EXERCISE GOAL |
Convert every line of the material below into a Markdown table with the columns No. and Line, numbering the rows in order and skipping blank lines. Leave the pictures out.

+-------+

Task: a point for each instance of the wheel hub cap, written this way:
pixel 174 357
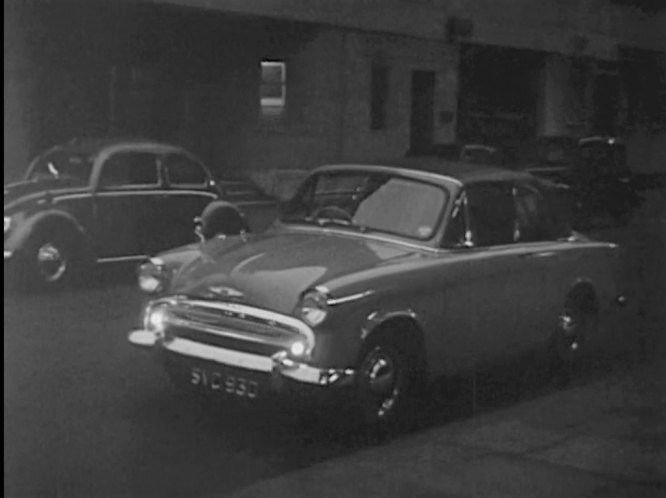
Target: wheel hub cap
pixel 381 377
pixel 52 263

+-------+

RESULT |
| No. | Line |
|---|---|
| 1 | Task: a point for each instance of the wheel hub cap, written this way: |
| 2 | pixel 174 357 |
| 3 | Target: wheel hub cap |
| 4 | pixel 381 377 |
| 5 | pixel 52 263 |